American banker and businessman (1739-1820)

Samuel Eliot (1739–1820) was an American banker and businessman from the prominent Eliot family of Boston. He served as President of Massachusetts Bank, and was a highly successful Boston merchant, owning and operating what was then the precursor to 19th- and 20th-century style department stores. At the time of his death, he had amassed one of the largest fortunes in Boston. He was an important early benefactor of Massachusetts General Hospital.

He was descended from the Eliot family of South England.

He was born to Samuel Eliot, a Boston publisher and bookseller; and Elizabeth Marshall, from the West Indies.

Eliot married Elizabeth Barrell of Boston, and married a second time in 1786 to Catherine Atkins, daughter of Dudley and Sarah (née Kent) Atkins of Newburyport, Massachusetts. The second marriage produced six children, one being Samuel Atkins Eliot.

He was the grandfather of Samuel Eliot, Charles Eliot Norton and Charles William Eliot. His granddaughter, Mary Elizabeth Bray (1810–86), was married to Hamburg banker Johann Heinrich Gossler III (1805–1879), owner of Berenberg Bank and a member of the Berenberg-Gossler banking dynasty. Mary was the mother of Baron Johann von Berenberg-Gossler.

Eliot founded the Eliot Chair of Greek Literature at Harvard and was a corresponding member of the American Philosophical Society (1768). In 1806, he was elected a Fellow of the American Academy of Arts and Sciences.

Set of tasks:
**1.** Summarize the Samuel Eliot biography in two sentences.
**2.** Quote the stretch of the Samuel Eliot biography from "Eliot founded the" through "Arts and Sciences.".
Rely only on the Samuel Eliot biography, not on outside knowledge.

Record excerpts:
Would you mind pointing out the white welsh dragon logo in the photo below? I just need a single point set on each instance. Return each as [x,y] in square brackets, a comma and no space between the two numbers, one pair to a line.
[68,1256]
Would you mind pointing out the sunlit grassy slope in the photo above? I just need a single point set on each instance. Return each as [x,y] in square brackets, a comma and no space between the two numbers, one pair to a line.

...

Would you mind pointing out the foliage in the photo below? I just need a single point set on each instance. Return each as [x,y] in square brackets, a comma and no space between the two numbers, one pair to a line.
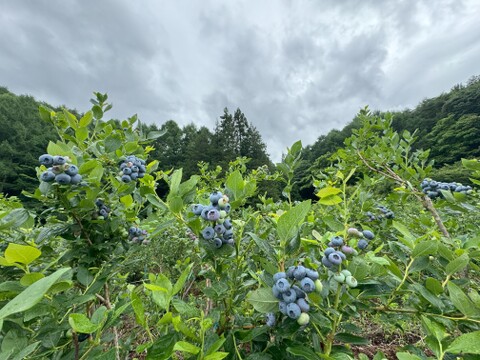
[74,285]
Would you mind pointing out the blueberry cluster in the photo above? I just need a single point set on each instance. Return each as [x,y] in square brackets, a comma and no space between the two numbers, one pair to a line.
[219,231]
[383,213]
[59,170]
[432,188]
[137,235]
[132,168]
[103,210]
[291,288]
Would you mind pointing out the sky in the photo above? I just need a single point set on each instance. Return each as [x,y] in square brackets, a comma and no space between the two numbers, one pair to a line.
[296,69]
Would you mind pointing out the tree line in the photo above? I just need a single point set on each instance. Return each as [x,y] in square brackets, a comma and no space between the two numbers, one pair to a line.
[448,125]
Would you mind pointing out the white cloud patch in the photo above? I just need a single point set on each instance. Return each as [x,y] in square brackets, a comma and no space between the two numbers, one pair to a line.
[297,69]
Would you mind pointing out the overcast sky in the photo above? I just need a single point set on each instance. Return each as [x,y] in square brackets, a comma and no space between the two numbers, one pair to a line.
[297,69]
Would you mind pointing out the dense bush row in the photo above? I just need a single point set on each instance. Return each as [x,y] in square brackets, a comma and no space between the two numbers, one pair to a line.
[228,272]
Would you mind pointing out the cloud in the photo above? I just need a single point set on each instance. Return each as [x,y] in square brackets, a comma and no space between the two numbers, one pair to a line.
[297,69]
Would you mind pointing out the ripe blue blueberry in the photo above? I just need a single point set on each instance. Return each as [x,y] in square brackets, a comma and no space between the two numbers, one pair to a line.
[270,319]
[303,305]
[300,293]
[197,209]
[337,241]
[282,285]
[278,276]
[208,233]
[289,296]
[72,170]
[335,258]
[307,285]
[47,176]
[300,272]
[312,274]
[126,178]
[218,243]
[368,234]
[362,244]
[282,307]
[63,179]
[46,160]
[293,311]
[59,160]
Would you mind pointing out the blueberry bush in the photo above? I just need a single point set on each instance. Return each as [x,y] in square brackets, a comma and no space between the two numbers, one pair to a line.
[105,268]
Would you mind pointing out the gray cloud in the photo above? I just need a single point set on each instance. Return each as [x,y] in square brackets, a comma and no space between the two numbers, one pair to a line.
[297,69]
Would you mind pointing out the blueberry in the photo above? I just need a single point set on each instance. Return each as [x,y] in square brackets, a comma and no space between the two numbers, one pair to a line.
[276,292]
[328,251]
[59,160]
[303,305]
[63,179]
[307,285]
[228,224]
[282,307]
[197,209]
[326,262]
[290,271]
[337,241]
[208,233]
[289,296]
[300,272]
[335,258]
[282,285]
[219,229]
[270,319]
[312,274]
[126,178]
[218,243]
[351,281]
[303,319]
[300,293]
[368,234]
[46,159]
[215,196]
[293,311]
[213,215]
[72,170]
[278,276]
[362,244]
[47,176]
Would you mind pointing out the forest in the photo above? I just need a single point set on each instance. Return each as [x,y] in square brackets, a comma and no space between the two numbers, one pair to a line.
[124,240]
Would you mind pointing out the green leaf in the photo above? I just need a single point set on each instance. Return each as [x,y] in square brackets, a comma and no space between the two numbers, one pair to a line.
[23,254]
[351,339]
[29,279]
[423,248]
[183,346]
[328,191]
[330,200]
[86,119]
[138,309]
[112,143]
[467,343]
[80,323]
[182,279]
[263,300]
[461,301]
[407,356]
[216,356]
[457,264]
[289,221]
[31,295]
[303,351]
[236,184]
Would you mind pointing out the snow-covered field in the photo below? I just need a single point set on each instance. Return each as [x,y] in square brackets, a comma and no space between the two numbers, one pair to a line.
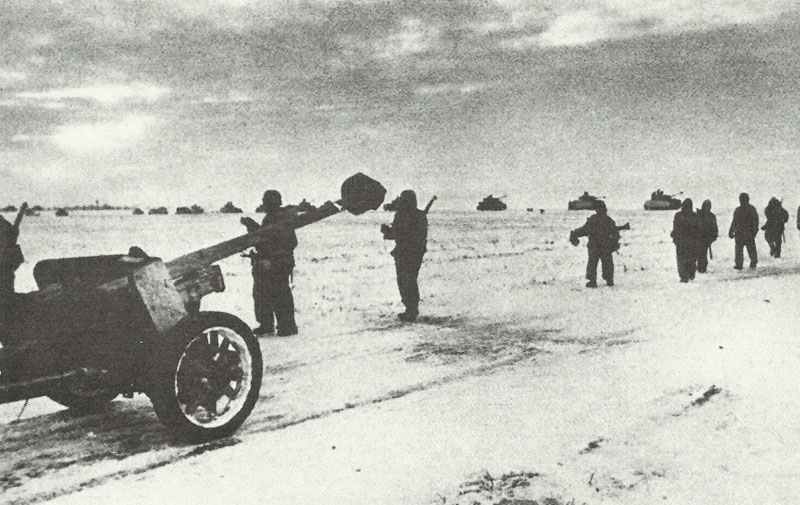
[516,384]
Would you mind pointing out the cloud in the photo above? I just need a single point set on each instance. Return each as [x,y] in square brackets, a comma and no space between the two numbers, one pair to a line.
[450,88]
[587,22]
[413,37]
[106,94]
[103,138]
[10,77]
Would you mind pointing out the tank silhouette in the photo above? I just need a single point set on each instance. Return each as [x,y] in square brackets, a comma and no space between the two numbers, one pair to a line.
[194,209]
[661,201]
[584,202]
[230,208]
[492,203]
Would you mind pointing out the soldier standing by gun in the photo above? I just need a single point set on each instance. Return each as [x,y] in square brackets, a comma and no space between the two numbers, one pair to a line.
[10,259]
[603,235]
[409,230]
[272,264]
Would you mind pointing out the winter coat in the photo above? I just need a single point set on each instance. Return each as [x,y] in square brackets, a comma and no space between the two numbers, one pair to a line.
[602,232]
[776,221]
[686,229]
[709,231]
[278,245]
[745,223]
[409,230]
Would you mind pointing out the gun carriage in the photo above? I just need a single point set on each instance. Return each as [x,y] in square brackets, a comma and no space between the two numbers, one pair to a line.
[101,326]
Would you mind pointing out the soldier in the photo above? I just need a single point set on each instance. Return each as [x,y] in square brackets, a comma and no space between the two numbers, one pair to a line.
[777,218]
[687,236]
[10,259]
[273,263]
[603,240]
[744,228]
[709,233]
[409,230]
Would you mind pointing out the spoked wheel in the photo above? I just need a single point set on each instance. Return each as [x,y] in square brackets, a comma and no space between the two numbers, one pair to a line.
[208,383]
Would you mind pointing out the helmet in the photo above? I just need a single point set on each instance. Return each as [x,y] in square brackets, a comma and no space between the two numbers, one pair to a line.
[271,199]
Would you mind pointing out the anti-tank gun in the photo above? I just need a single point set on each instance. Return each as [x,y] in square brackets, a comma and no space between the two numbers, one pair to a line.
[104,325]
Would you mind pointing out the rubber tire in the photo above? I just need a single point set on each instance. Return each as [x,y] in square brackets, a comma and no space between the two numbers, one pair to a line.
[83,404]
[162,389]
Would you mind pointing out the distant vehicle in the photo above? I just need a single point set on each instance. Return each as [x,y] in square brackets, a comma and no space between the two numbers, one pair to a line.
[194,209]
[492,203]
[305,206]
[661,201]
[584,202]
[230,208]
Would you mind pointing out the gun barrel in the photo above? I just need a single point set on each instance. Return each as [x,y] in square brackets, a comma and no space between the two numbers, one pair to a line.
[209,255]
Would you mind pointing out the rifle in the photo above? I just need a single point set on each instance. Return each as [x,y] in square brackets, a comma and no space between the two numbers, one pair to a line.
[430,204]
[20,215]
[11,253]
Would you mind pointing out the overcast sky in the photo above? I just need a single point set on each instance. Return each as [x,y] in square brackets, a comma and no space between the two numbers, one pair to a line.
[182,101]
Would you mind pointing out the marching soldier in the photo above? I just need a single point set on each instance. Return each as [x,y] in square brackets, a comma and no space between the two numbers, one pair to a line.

Task-by-task answers:
**1.** Samuel Eliot (1739–1820) was a Boston banker and merchant from the prominent Eliot family who served as President of Massachusetts Bank, ran a precursor of the modern department store, and died with one of the largest fortunes in Boston. He was an important early benefactor of Massachusetts General Hospital, founded the Eliot Chair of Greek Literature at Harvard, and was the grandfather of Samuel Eliot, Charles Eliot Norton and Charles William Eliot.

**2.**
Eliot founded the Eliot Chair of Greek Literature at Harvard and was a corresponding member of the American Philosophical Society (1768). In 1806, he was elected a Fellow of the American Academy of Arts and Sciences.